───── Records for this exercise ─────

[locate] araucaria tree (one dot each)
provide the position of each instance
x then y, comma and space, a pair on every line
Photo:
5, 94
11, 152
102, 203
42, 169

─────

- _Task to carry out_: Copy the material above line for line, changing nothing.

- _Written answer_:
[locate] araucaria tree (one dot each)
provide the position of each instance
x then y, comma and space, a pair on every line
Photo:
5, 94
11, 152
102, 203
42, 169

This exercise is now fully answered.